_ACTIVITY_.
Print verbatim the lines of the entries from the one containing "Expected output: a single point for each instance of the soup" to the last, inclusive, and no others.

_GIVEN RECORDS_.
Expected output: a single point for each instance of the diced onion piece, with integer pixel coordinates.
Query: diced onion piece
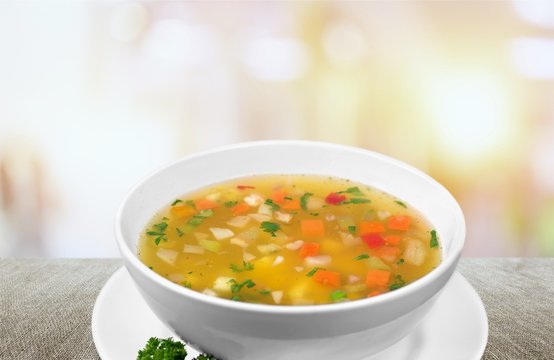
(277, 296)
(415, 252)
(349, 239)
(167, 255)
(201, 236)
(209, 292)
(176, 277)
(213, 196)
(239, 242)
(254, 200)
(221, 284)
(221, 233)
(265, 209)
(283, 217)
(260, 217)
(239, 221)
(193, 249)
(279, 259)
(320, 260)
(295, 245)
(314, 203)
(248, 257)
(383, 214)
(268, 248)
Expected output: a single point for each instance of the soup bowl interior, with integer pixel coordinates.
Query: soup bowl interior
(235, 330)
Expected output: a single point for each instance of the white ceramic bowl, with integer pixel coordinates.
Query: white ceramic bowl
(236, 330)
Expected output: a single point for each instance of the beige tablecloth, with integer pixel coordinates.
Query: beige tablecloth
(46, 306)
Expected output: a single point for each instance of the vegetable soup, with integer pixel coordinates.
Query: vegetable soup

_PROBLEM SOLUTION_.
Expected output: a single point for each instance of the soup bowl interior, with integer pixel coordinates.
Query: soup bowl interior
(235, 330)
Expected output: a single point for each instance of the white ceramic bowl, with integer pixel coordinates.
Query: white ceramic bowl
(236, 330)
Expected output: a single point for each instance of the beige tablecloth, with integer pixel coordinates.
Query: beige tablecloth
(46, 306)
Expected output: a single point for each instance of the vegetable soup, with integer pixel coordinates.
Query: vegetable soup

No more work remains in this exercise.